▸ EXERCISE DESCRIPTION: Pick out and copy every line in the records below that contains the word "crowd". Match case exactly.

----- RECORDS FOR PROCESSING -----

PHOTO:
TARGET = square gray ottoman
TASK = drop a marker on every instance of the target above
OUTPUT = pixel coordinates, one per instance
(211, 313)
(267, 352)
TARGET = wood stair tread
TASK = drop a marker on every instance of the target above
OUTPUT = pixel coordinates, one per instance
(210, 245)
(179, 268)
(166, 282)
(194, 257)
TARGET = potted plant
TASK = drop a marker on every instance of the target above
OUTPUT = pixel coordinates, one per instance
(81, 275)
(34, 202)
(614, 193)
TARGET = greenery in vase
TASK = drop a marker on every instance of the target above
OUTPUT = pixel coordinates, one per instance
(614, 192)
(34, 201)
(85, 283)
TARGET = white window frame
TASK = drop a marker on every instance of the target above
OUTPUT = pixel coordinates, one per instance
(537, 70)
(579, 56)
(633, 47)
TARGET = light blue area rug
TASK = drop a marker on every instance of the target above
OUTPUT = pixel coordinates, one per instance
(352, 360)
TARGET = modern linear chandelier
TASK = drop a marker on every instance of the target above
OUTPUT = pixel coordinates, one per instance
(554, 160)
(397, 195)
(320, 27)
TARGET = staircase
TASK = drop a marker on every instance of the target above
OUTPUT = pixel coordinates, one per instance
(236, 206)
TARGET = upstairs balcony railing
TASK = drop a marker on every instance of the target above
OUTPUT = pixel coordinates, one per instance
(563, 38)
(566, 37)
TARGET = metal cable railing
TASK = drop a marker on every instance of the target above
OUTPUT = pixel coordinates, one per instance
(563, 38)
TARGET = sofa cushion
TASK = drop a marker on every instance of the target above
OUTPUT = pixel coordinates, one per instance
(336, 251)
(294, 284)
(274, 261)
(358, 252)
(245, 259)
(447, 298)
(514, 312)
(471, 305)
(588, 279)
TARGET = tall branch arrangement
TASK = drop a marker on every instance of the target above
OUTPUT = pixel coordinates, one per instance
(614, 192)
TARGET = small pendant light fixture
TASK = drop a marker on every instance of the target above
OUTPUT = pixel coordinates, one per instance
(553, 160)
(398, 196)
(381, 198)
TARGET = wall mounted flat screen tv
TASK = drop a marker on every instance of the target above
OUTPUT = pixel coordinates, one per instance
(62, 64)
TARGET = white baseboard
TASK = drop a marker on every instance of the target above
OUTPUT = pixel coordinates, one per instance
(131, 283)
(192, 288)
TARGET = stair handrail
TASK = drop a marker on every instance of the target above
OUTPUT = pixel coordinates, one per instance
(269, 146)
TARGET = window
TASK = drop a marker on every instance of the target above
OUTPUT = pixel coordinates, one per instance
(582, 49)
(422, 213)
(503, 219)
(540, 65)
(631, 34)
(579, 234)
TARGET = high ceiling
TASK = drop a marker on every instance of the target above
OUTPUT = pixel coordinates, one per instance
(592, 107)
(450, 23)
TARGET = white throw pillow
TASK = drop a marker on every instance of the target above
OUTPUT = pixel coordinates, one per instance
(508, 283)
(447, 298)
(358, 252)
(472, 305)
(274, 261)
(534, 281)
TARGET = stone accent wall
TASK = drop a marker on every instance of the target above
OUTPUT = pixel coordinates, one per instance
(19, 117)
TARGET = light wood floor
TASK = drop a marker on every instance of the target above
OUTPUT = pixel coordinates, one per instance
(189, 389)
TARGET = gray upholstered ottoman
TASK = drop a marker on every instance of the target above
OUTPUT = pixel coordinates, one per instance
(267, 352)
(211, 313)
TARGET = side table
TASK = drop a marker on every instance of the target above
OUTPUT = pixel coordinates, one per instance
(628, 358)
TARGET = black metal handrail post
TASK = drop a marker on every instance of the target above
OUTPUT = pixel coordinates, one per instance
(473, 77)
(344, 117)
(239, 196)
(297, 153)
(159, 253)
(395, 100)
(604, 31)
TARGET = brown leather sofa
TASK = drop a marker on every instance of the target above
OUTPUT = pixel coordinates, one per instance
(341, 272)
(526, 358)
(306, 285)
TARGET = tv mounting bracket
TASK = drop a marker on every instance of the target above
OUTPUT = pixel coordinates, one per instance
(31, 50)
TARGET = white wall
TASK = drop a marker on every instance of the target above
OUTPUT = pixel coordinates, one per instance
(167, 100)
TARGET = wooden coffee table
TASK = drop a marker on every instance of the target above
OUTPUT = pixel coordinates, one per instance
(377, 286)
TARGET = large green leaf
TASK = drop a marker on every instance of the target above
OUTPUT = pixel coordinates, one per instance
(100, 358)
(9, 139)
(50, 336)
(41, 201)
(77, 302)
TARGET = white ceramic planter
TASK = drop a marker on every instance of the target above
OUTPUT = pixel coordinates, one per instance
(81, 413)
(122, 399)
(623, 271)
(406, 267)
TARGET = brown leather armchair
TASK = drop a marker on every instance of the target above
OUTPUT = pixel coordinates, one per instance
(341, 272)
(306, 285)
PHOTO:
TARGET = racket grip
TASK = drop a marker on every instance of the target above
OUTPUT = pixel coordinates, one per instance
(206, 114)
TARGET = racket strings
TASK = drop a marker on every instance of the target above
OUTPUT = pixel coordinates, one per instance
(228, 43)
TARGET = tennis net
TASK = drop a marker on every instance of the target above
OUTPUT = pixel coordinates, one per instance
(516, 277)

-----
----- RECORDS FOR PROCESSING -----

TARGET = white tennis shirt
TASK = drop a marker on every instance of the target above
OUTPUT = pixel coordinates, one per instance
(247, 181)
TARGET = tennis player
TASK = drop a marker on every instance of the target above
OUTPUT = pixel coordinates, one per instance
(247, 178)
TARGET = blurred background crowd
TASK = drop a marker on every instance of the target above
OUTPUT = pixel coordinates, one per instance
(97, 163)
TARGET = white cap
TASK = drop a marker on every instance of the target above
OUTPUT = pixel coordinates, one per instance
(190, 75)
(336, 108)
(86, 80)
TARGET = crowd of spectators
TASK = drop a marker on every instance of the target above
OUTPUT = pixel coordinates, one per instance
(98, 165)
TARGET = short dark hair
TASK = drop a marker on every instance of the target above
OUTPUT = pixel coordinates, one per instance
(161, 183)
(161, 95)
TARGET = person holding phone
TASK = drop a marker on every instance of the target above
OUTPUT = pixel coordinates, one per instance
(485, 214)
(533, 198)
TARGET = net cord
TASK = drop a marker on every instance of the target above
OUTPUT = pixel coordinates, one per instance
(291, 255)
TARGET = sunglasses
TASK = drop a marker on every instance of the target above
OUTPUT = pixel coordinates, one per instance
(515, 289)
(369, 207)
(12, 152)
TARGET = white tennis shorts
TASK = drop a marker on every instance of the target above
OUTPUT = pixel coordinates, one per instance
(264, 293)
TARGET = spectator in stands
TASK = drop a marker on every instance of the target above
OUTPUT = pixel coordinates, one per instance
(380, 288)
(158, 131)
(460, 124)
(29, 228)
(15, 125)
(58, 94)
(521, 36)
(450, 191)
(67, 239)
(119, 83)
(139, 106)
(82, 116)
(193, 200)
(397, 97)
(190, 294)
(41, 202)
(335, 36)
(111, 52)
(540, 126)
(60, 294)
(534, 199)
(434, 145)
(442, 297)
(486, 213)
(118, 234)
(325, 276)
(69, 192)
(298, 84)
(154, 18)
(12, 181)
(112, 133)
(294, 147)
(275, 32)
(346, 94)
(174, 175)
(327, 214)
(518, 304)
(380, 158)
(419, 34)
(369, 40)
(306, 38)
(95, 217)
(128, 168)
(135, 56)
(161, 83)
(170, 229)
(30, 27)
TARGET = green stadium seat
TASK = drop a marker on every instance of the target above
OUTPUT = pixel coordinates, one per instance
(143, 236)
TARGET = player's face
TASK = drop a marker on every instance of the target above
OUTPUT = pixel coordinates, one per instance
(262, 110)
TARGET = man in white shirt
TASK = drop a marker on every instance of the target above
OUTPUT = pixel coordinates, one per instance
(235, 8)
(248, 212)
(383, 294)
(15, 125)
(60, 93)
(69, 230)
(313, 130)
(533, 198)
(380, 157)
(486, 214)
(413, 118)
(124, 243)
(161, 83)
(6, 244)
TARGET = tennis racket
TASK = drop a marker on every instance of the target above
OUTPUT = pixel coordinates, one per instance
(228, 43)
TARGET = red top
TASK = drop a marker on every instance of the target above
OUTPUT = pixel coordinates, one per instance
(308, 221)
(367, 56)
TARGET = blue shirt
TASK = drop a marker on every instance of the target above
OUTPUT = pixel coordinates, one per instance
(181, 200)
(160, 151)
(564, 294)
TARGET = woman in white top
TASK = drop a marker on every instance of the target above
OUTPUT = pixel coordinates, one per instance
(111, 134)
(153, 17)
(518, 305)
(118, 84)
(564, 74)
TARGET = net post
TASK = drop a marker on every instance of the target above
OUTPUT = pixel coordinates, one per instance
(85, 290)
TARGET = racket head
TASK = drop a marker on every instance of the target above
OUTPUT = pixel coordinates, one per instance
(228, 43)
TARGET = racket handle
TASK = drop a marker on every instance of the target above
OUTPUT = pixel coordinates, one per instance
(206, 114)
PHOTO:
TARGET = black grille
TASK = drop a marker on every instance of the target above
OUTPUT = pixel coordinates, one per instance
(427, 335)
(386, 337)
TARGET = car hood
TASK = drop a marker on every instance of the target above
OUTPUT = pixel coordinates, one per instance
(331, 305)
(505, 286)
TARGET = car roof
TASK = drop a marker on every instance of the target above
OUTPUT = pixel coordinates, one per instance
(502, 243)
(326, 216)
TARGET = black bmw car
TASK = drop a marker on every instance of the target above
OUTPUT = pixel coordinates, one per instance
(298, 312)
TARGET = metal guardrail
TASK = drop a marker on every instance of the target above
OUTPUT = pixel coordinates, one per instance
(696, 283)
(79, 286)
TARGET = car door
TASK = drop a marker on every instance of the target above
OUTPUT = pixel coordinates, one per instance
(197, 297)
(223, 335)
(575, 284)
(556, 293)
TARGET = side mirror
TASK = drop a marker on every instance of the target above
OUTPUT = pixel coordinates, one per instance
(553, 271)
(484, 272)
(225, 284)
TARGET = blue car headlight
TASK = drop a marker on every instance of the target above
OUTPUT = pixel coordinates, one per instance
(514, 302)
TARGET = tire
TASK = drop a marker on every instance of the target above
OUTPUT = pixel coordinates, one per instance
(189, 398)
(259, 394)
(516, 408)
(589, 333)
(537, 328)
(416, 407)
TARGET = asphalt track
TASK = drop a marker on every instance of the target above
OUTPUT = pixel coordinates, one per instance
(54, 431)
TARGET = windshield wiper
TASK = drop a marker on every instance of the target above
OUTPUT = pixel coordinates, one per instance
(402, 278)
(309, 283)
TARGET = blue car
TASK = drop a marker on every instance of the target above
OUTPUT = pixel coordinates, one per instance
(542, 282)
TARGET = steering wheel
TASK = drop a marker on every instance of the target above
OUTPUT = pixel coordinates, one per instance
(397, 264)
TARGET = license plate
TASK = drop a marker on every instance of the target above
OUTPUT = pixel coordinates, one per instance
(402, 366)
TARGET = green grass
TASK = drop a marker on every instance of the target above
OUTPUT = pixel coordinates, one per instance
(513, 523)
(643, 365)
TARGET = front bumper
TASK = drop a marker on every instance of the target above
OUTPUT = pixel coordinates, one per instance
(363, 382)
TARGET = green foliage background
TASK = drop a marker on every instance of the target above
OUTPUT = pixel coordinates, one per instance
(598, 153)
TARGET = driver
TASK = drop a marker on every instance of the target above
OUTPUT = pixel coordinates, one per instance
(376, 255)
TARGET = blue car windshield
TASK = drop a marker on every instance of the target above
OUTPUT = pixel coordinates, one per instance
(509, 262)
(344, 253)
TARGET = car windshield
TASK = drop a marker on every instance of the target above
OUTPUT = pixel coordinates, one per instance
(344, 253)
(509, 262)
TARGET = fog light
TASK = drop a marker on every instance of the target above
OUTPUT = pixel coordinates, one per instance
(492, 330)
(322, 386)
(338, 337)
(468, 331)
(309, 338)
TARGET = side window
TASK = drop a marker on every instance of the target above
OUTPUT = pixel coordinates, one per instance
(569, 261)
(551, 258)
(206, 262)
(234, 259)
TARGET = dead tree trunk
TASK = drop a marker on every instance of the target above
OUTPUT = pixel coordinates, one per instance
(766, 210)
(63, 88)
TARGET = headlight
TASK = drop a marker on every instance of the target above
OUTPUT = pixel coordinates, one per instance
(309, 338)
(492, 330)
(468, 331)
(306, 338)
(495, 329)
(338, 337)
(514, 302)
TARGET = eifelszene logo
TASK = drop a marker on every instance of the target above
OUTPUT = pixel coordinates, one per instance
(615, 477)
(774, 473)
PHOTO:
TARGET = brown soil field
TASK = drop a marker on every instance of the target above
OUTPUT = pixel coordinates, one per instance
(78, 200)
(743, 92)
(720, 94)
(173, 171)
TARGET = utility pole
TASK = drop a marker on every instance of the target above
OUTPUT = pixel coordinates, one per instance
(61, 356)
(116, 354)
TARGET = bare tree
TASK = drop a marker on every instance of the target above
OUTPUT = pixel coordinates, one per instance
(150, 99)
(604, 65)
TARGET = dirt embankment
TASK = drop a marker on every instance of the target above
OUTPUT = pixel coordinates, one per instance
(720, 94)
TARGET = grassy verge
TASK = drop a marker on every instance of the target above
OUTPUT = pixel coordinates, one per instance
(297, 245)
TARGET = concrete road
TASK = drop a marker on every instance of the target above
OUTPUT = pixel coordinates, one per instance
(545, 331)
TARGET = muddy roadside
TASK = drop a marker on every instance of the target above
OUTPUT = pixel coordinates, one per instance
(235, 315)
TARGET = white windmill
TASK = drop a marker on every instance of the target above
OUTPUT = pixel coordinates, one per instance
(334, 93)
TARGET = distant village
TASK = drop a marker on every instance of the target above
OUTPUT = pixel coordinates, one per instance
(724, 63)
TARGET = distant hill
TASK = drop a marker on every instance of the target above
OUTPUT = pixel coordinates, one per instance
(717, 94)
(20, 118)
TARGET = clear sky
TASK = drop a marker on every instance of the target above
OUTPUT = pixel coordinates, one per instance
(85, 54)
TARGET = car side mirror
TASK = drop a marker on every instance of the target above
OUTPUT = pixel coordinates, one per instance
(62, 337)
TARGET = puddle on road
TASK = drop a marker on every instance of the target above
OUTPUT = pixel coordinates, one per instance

-----

▸ RESULT BELOW:
TARGET = blurred background crowd
TARGET = crowd of spectators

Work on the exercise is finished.